Document passage:
Before discussing each scenario tested using WSRM it should be noted that during the WSRM related tests, the /NUMPROC=8 Boot.ini switch was used to limit the number of CPUs visible to Windows so that the workloads would exhaust the total CPU resources of the NEC Express 5800/1320Xd, resulting in WSRM managing the CPU usage.

WSRM Scenario 1: Limiting Resources to a Specific SQL Server Instance

WSRM was tested in two different scenarios in an attempt to control which SQL Server instances had priority access to the CPU resources on the server. For the first scenario, WSRM was used to limit the amount of CPU resources given to a specific SQL Server instance, to ensure that other instances had priority to CPU resources. Workloads were run concurrently against 11 SQL Server instances. The workloads for the first 10 instances consisted mainly of OLTP-type workloads. The workload for the eleventh instance consisted of multiple streams running complex queries with parallel execution plans (a DSS-style workload). A WSRM policy was configured so that the DSS workload was explicitly given a CPU allocation target of 10 percent. The remaining SQL Server instances were managed by the default WSRM policy which split the remaining 90 percent of the CPU resources evenly across all instances. During the tests, CPU utilization and transactional throughput were measured. The results are shown in Figure 1.6 and Figure 1.7.

Information shown:

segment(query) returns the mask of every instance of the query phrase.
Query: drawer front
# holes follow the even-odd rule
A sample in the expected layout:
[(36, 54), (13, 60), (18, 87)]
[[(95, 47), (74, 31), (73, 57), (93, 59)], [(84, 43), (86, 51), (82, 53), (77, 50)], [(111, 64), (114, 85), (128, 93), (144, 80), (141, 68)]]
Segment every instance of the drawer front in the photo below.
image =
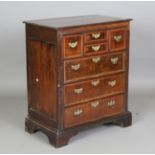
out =
[(84, 47), (84, 55), (101, 54), (108, 51), (107, 43), (92, 44)]
[(64, 127), (68, 128), (120, 114), (125, 111), (124, 98), (124, 95), (117, 95), (67, 107), (64, 111)]
[(70, 35), (63, 38), (64, 58), (75, 58), (82, 56), (83, 52), (83, 36)]
[(110, 31), (110, 51), (123, 50), (127, 44), (127, 30), (115, 29)]
[(124, 71), (125, 55), (125, 52), (123, 52), (65, 61), (64, 82), (73, 82)]
[(125, 92), (126, 74), (95, 78), (64, 87), (64, 104), (71, 105)]
[(84, 35), (85, 43), (104, 42), (106, 40), (107, 40), (107, 32), (106, 31), (89, 32)]

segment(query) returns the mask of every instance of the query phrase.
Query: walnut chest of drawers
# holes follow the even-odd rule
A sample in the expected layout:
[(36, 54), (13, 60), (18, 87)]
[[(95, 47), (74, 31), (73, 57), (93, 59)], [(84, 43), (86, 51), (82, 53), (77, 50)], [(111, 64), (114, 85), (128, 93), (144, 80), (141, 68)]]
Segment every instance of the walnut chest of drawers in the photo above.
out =
[(129, 24), (99, 15), (26, 21), (26, 131), (56, 147), (85, 128), (131, 125)]

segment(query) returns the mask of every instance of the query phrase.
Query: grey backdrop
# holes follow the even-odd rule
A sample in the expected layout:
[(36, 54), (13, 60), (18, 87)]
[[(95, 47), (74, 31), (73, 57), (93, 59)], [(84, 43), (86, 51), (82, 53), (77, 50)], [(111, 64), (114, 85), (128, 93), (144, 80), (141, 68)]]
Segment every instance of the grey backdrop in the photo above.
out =
[[(20, 136), (25, 134), (23, 132), (23, 121), (27, 108), (25, 27), (22, 21), (87, 14), (101, 14), (133, 18), (133, 21), (131, 22), (129, 78), (129, 105), (130, 109), (133, 110), (133, 116), (135, 116), (133, 120), (141, 120), (141, 117), (136, 117), (138, 115), (138, 109), (140, 109), (139, 113), (142, 114), (145, 109), (148, 109), (147, 106), (144, 106), (145, 104), (140, 103), (144, 100), (145, 103), (148, 103), (149, 99), (151, 97), (153, 99), (153, 96), (155, 95), (155, 2), (0, 2), (0, 123), (4, 123), (1, 137), (3, 136), (3, 138), (6, 139), (6, 143), (3, 141), (3, 144), (1, 144), (2, 141), (0, 139), (0, 146), (4, 146), (0, 147), (0, 151), (4, 153), (9, 151), (14, 151), (15, 153), (21, 153), (22, 151), (24, 152), (22, 144), (19, 144), (20, 138), (18, 139), (19, 133)], [(135, 103), (131, 103), (132, 101)], [(153, 100), (151, 103), (153, 105)], [(6, 105), (8, 107), (6, 107)], [(144, 107), (142, 108), (142, 106)], [(151, 109), (153, 110), (152, 107), (150, 108), (150, 111)], [(152, 113), (154, 113), (154, 111), (152, 111)], [(7, 116), (7, 114), (10, 116)], [(148, 118), (150, 119), (150, 117)], [(8, 126), (6, 125), (6, 122)], [(10, 129), (12, 127), (10, 124), (14, 125), (14, 130)], [(141, 127), (143, 128), (143, 122)], [(20, 131), (16, 133), (18, 130)], [(18, 136), (11, 137), (13, 140), (8, 144), (9, 136), (14, 135), (13, 132), (11, 134), (11, 131), (15, 131)], [(151, 131), (148, 132), (151, 133)], [(28, 135), (25, 136), (27, 137)], [(100, 137), (100, 134), (98, 134), (98, 136)], [(141, 136), (139, 135), (139, 138), (140, 137)], [(77, 138), (77, 141), (79, 142), (82, 138), (83, 137), (80, 137), (79, 139)], [(38, 142), (40, 139), (37, 139)], [(29, 140), (31, 141), (30, 137), (28, 137), (27, 141)], [(35, 143), (37, 143), (36, 141), (34, 142), (34, 146)], [(37, 149), (41, 149), (41, 146), (45, 147), (46, 145), (47, 148), (49, 147), (46, 140), (42, 141), (43, 144), (40, 144), (40, 147), (35, 148), (33, 150), (34, 152), (37, 152)], [(90, 140), (88, 139), (88, 141)], [(109, 144), (112, 145), (110, 140), (109, 142)], [(128, 143), (130, 146), (131, 143)], [(8, 147), (5, 147), (4, 144), (8, 145)], [(74, 144), (76, 148), (76, 141)], [(31, 153), (30, 150), (33, 147), (29, 146), (29, 143), (26, 143), (25, 145), (27, 148), (25, 148), (25, 150), (29, 150)], [(135, 145), (133, 142), (133, 146)], [(140, 145), (142, 150), (144, 149), (144, 145), (145, 143)], [(135, 151), (134, 153), (138, 152), (136, 147), (135, 150), (133, 150), (133, 147), (130, 149), (129, 146), (124, 147), (124, 150), (122, 151), (125, 153), (130, 153), (132, 151)], [(106, 148), (104, 148), (105, 152), (107, 151), (106, 153), (113, 153), (110, 148), (108, 148), (109, 150), (106, 150)], [(152, 148), (153, 147), (151, 147), (151, 149)], [(84, 151), (89, 152), (89, 149)], [(151, 149), (144, 149), (143, 152), (148, 153)], [(82, 151), (82, 149), (78, 150), (79, 152)], [(100, 152), (103, 151), (101, 145), (99, 150)], [(118, 150), (119, 147), (114, 152), (122, 153)], [(50, 152), (50, 149), (48, 151)]]

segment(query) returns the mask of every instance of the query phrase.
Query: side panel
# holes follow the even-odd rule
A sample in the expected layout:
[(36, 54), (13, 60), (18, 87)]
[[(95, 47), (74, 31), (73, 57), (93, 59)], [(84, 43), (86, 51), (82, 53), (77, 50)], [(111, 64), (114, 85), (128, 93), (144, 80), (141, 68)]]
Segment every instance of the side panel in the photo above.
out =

Exercise requirements:
**a)** Arrange the rows from their start up to and including the line with "104), (71, 105)]" as a JSON list of strings, one string per line, leaving out blank lines and the pictures.
**b)** Pick up the passage on WSRM after its last sentence and continue it.
The passage on WSRM and the rows have no connection to each other.

Expected responses:
**a)**
[
  "segment(query) returns the mask of every instance of the query phrase.",
  "Query: drawer front",
  "# holes follow the even-odd rule",
  "A sample in the expected layout:",
  "[(36, 54), (13, 60), (18, 87)]",
  "[[(95, 47), (74, 31), (73, 57), (93, 59)], [(84, 43), (86, 51), (82, 53), (77, 50)], [(111, 64), (114, 85), (128, 93), (144, 80), (141, 68)]]",
  "Segment every instance of the drawer front in the photo below.",
  "image =",
  "out =",
  "[(84, 47), (84, 55), (101, 54), (108, 51), (107, 43), (92, 44)]",
  "[(64, 127), (68, 128), (120, 114), (125, 111), (124, 98), (124, 95), (117, 95), (67, 107), (64, 111)]",
  "[(70, 35), (63, 38), (64, 58), (75, 58), (82, 56), (83, 52), (83, 36)]",
  "[(110, 31), (110, 51), (123, 50), (127, 44), (127, 30), (115, 29)]",
  "[(124, 71), (125, 55), (125, 52), (123, 52), (65, 61), (64, 82), (73, 82)]",
  "[(125, 92), (126, 74), (95, 78), (64, 87), (64, 104), (71, 105)]"
]

**b)**
Figure 1.6   Transactions per second by SQL Server instance

Figure 1.6   Transactions per second by SQL Server instance

Figure 1.6 illustrates transactions per second for each SQL Server instance running an OLTP-type of workload. The total transactions per second achieved across all OLTP-type workloads were approximately 506 when WSRM was not managing the processes, and 587 when WSRM was managing the processes. By using WSRM to limit the amount of CPU resources available to the SQL Server instance running the DSS-style workload, the OLTP workloads gained 14 percent in transaction throughput.

Figure 1.7   Processor utilization by SQL Server instance

Figure 1.7   Processor utilization by SQL Server instance

Figure 1.7 shows the CPU utilization by SQL Server instance. By enabling WSRM, the average CPU utilization for the SQL Server instance running the DSS-style workload was reduced from approximately 254 percent to 206 percent (this is greater than 100 percent because on a multi-processor system, CPU utilization can reach the number of processors times 100 percent). More notably, the maximum recorded CPU utilization for the SQL Server instance running the DSS-style workload was reduced from 682 percent without WSRM enabled to 361 percent with WSRM enabled. By enabling the WSRM policy, WSRM was able to ensure that the OLTP workloads had priority to the CPU resources and the achievable throughput for those workloads was increased, even with the total CPU resources having been exhausted.

WSRM manages the CPU resources available to a particular process by monitoring total CPU utilization and dynamically adjusting the base priority of the managed process. In Figure 1.8, a Windows Performance Monitor chart shows:

  • Process: % Processor Time

  • Process: Priority Base for sqlservr.exe

  • Processor: % Processor Time (_Total)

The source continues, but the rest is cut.